[Dataset rows]
# # # # #

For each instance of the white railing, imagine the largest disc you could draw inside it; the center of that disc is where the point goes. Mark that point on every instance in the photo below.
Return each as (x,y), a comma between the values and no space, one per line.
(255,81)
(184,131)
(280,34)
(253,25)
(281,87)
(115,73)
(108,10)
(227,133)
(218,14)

# # # # #

■ **Task instructions**: Change "white railing" in the data above to "wooden railing", and give back all of the lines with nothing else altered.

■ **Finished exercise**:
For each instance of the wooden railing, imagine the largest disc you could draw inside it; the center of that disc is where the point goes. Mark that point on every instance in the photo below.
Return each as (x,y), a comma between the values and no space, one per line.
(255,81)
(184,131)
(280,34)
(253,25)
(281,87)
(115,73)
(108,10)
(227,133)
(218,14)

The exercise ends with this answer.